## Begin

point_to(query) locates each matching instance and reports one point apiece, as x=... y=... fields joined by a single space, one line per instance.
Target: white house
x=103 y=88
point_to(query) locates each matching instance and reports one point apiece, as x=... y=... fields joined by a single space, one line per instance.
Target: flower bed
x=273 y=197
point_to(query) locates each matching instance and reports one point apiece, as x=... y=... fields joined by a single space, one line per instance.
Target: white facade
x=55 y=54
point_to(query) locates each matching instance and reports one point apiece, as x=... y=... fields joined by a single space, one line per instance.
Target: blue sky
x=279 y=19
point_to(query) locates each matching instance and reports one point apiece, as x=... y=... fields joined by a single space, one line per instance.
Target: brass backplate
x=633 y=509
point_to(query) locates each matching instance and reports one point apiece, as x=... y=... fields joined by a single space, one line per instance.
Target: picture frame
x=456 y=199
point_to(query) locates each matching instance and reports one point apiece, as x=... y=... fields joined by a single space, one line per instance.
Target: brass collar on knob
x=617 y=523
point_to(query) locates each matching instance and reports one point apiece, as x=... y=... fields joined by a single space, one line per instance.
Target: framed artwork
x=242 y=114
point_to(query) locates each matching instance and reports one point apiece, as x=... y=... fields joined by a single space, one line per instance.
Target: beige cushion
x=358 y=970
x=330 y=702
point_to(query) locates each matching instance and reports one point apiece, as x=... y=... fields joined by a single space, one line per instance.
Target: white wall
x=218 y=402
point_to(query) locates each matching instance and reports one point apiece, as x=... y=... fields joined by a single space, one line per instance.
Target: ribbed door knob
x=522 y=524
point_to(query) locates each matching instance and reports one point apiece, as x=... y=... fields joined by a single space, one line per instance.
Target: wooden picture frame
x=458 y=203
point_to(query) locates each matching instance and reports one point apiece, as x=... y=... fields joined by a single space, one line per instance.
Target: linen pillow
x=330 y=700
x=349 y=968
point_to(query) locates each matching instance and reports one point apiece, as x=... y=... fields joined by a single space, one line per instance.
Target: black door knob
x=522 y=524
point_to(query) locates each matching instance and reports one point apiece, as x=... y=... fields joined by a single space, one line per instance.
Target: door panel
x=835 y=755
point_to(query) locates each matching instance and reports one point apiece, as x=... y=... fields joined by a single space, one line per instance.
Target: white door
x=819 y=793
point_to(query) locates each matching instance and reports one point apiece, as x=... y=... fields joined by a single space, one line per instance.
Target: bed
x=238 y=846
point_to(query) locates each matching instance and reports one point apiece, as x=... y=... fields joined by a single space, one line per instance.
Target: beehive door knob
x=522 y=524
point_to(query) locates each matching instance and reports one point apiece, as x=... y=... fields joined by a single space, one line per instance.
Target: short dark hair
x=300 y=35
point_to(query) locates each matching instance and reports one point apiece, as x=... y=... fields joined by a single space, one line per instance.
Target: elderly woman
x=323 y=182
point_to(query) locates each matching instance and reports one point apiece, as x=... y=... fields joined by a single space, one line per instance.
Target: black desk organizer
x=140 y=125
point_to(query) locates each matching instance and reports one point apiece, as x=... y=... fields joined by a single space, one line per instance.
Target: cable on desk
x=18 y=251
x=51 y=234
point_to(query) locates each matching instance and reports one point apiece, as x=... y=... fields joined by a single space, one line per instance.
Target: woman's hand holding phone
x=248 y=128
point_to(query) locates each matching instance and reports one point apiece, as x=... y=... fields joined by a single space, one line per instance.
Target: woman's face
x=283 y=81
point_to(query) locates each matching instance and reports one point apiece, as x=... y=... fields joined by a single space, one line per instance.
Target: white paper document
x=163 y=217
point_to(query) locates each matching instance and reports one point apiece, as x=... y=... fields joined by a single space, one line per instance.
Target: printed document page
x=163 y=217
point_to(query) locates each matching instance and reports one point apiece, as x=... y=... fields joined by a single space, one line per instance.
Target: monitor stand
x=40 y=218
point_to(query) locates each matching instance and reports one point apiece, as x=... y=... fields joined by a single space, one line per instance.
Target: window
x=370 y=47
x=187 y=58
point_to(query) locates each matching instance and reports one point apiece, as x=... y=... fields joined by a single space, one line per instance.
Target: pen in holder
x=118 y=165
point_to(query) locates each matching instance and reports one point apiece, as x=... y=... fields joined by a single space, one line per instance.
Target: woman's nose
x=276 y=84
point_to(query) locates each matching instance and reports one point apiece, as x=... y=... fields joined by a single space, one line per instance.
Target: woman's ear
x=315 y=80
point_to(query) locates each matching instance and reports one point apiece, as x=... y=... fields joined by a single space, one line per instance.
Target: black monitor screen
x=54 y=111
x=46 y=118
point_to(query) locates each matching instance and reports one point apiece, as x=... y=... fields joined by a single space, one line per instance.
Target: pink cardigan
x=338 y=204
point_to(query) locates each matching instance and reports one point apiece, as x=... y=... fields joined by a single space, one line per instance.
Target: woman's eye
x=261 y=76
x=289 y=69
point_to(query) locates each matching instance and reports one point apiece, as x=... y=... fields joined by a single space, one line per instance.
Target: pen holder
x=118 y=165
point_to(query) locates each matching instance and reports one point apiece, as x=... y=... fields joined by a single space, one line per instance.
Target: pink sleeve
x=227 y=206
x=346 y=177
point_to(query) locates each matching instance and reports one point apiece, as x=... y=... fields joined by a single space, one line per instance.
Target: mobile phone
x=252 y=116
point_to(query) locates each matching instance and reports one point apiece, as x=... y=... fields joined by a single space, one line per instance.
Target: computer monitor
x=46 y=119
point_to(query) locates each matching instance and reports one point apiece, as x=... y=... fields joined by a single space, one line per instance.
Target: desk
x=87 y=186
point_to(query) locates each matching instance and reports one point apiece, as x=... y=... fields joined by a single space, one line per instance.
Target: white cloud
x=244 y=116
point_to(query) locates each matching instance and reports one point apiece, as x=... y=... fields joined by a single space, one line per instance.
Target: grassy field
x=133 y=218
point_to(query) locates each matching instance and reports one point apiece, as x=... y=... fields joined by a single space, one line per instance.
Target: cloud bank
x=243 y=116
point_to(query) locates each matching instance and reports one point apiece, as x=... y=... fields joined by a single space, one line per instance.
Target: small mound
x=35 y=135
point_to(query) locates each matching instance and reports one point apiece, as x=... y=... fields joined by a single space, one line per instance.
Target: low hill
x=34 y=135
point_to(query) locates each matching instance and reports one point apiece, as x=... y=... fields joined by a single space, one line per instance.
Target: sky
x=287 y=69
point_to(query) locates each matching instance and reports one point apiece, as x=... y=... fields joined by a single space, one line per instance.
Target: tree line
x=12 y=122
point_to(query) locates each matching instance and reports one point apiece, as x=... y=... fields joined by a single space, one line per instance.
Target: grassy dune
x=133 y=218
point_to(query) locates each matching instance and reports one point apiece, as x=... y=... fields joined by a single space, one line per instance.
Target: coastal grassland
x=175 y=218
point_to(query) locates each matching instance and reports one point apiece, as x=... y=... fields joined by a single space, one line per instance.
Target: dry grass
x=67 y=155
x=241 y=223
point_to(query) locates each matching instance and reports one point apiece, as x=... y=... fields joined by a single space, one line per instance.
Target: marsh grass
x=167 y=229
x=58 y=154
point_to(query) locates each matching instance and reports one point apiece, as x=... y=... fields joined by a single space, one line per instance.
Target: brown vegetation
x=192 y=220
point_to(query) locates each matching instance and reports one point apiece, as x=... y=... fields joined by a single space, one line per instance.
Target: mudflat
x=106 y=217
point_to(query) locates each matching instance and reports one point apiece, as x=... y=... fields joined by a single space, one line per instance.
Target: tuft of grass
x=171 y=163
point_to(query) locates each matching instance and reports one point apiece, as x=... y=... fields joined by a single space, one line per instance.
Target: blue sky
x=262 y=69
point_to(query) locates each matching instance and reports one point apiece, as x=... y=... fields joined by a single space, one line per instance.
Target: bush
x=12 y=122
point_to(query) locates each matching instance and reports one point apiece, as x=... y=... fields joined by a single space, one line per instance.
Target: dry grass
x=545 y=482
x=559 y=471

## End

** Task objective **
From the items above, pull out every line that contains the word "black" and copy each one.

** Answer below **
Target: black door knob
Target: black desk organizer
Target: black monitor screen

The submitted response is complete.